● Exercise prompt
Retype all of the entries word for word.

● Data provided
^^^^^^^^

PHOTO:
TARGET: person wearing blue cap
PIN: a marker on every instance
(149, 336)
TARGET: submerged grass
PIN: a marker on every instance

^^^^^^^^

● Expected answer
PHOTO:
TARGET: person wearing blue cap
PIN: a marker on every instance
(149, 336)
TARGET: submerged grass
PIN: a marker on every instance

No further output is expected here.